● **EXERCISE AIM**:
Reproduce the rows starting at the beginning and ending at the line containing "M88 106L81 106L77", changing "moss clump" to "lichen patch" and leaving everything else unchanged. Omit the pictures from your answer.

[Labeling and segmentation rows]
***

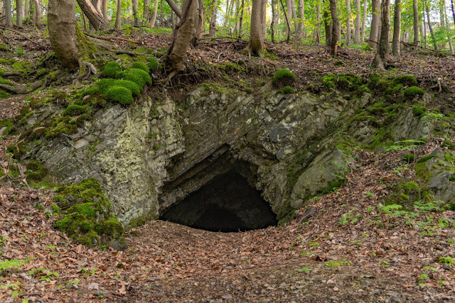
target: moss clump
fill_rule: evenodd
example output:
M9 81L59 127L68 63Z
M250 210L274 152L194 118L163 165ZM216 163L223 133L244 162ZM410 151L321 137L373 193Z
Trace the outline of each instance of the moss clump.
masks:
M294 89L291 87L284 87L280 90L279 90L278 92L287 94L295 94L296 91L294 91Z
M48 174L48 169L37 160L31 160L27 163L27 170L25 172L28 180L41 181Z
M57 205L68 209L55 226L69 237L88 246L107 244L111 240L124 242L124 231L111 216L111 204L97 180L83 180L78 184L59 187L53 198Z
M120 65L120 63L111 61L105 66L102 76L105 78L115 78L115 75L117 72L120 72L121 70L122 65Z
M415 77L410 75L398 76L393 79L394 83L402 84L408 87L417 85Z
M152 72L154 72L160 68L160 64L154 57L150 57L149 58L147 58L147 61L149 62L147 66Z
M112 102L123 105L132 104L134 101L132 92L123 87L109 87L106 93L106 97Z
M419 190L419 187L413 182L408 182L405 184L405 189L406 189L407 192L410 192L412 190L417 192Z
M134 63L133 63L132 67L142 70L146 72L149 72L149 68L147 67L147 65L145 65L145 63L143 63L139 61L136 61Z
M405 89L404 94L405 97L412 97L417 94L424 94L425 91L417 87L410 87Z
M415 155L413 153L407 153L403 156L403 160L408 163L414 162L415 160Z
M417 161L417 163L423 163L424 162L427 162L431 158L435 158L435 157L437 157L437 156L436 155L425 155L424 157L422 157L420 159L419 159L419 160Z
M141 89L134 82L129 80L118 80L116 79L102 79L97 84L99 92L106 95L111 87L122 87L129 90L134 96L141 94Z
M139 87L141 92L146 84L151 85L151 77L150 75L149 75L147 72L137 68L131 68L124 72L118 72L115 77L136 83Z
M282 70L279 70L277 72L275 75L273 76L273 78L272 78L272 83L276 87L282 87L292 84L295 79L296 76L294 76L289 70L284 68Z
M88 106L81 106L77 104L70 104L62 113L63 116L79 116L85 113L88 109Z

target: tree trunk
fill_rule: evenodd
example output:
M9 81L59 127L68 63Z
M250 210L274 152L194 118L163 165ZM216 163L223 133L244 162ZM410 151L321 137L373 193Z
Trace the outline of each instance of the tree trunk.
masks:
M245 0L242 0L242 5L240 6L240 16L239 17L239 38L242 37L242 32L243 31L243 11L245 9Z
M432 35L432 40L433 40L434 50L439 52L439 49L438 48L438 45L436 43L434 33L433 32L433 26L432 26L432 21L429 19L429 6L428 6L428 2L426 3L425 11L427 11L427 21L428 21L428 28L429 28L429 34Z
M371 31L370 32L370 40L368 45L373 50L378 48L378 34L379 32L379 23L380 22L380 0L373 0L371 7Z
M16 22L19 26L22 26L22 0L16 0Z
M336 56L338 50L338 16L336 12L336 0L330 0L330 13L332 16L332 33L330 41L330 54Z
M354 0L354 7L355 8L355 24L354 24L354 43L358 44L360 42L360 0Z
M77 4L95 29L106 30L109 28L109 24L107 24L102 15L100 13L89 0L77 0Z
M363 0L363 18L362 18L362 30L361 30L361 35L362 35L362 43L365 41L365 26L367 21L367 10L368 9L368 3L367 0Z
M395 10L393 16L393 43L392 53L400 57L400 42L401 40L401 0L395 0Z
M261 3L261 24L262 39L265 41L267 39L267 0L262 0Z
M412 0L412 11L414 12L414 45L419 45L419 7L417 0Z
M218 1L213 0L212 1L212 17L210 18L210 26L208 30L208 33L210 37L216 36L216 11L217 11Z
M137 16L137 2L138 0L133 0L133 20L134 20L134 25L136 26L139 26L139 20Z
M183 68L182 63L183 59L186 57L186 51L195 31L194 26L196 22L198 6L199 2L197 0L182 1L183 13L181 23L176 26L174 40L166 58L165 65L168 70L178 71ZM188 11L186 11L187 8Z
M262 1L252 0L251 9L251 25L250 28L250 42L245 48L250 55L262 56L264 40L262 40L262 26L261 25L261 12Z
M115 29L120 31L122 28L122 0L117 0L117 13L115 14Z
M346 21L346 45L350 45L350 0L346 0L346 12L348 20Z
M418 30L418 29L417 29ZM390 33L390 0L382 0L381 4L381 38L372 65L385 70L389 55L389 35Z
M321 6L318 4L319 7L319 13L321 12ZM317 11L317 9L316 9ZM305 34L304 33L305 29L305 2L304 0L299 0L299 9L297 11L299 22L297 23L297 35L299 37L305 37ZM318 28L318 20L319 19L319 16L316 16L315 17L316 18L316 28Z
M316 44L319 45L321 44L321 4L318 3L316 7Z
M4 0L5 2L5 16L6 27L13 27L13 15L11 14L11 0Z
M48 27L52 50L65 67L79 67L74 0L50 0Z

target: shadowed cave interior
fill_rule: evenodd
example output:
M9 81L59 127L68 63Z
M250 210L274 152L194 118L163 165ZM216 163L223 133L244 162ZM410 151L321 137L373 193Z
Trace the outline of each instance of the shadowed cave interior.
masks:
M167 209L160 219L222 232L264 228L277 223L270 205L235 169L213 177Z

***

● **WORKED ANSWER**:
target: lichen patch
fill_rule: evenodd
example output:
M9 81L59 127L68 63Z
M250 210L274 152L194 118L163 165ZM216 163L223 133L244 162ZM410 151L321 137L373 193Z
Trace the outline of each instance of the lichen patch.
masks:
M294 89L291 87L284 87L280 90L279 90L278 92L287 94L295 94L296 91L294 91Z
M48 174L48 169L37 160L31 160L27 163L27 170L25 172L28 180L41 181Z
M57 205L68 209L55 226L69 237L88 246L107 244L111 240L124 242L124 231L111 216L111 204L97 180L83 180L78 184L59 187L53 198Z
M120 65L120 63L111 61L105 66L102 76L105 78L115 78L115 75L117 72L120 72L121 70L122 65Z
M415 77L410 75L398 76L393 79L394 83L402 84L408 87L417 85Z
M152 72L154 72L160 68L160 64L154 57L150 57L149 58L147 58L147 61L149 62L147 66Z
M112 102L123 105L132 104L134 101L132 92L123 87L109 87L106 93L106 97Z
M419 190L419 187L413 182L408 182L405 184L405 189L406 189L407 192L410 192L412 190L417 192Z
M134 63L133 63L132 67L142 70L146 72L149 72L149 68L147 67L147 65L145 65L145 63L143 63L139 61L136 61Z
M405 89L404 94L405 97L412 97L417 94L424 94L425 91L417 87L410 87Z
M415 155L413 153L407 153L403 156L403 160L408 163L414 162L415 160Z
M417 161L417 163L423 163L424 162L427 162L431 158L435 158L435 157L437 157L437 156L436 155L425 155L424 157L422 157L420 159L419 159L419 160Z
M141 89L134 82L129 80L118 80L116 79L102 79L97 84L99 92L106 95L111 87L122 87L129 90L134 96L141 94Z
M139 87L141 92L146 84L151 85L151 77L150 75L149 75L147 72L137 68L131 68L124 72L118 72L115 77L136 83Z
M282 70L279 70L277 72L275 75L273 76L273 78L272 78L272 83L276 87L282 87L292 84L295 79L296 76L294 76L289 70L284 68Z
M88 106L81 106L77 104L70 104L62 113L63 116L79 116L85 113L88 109Z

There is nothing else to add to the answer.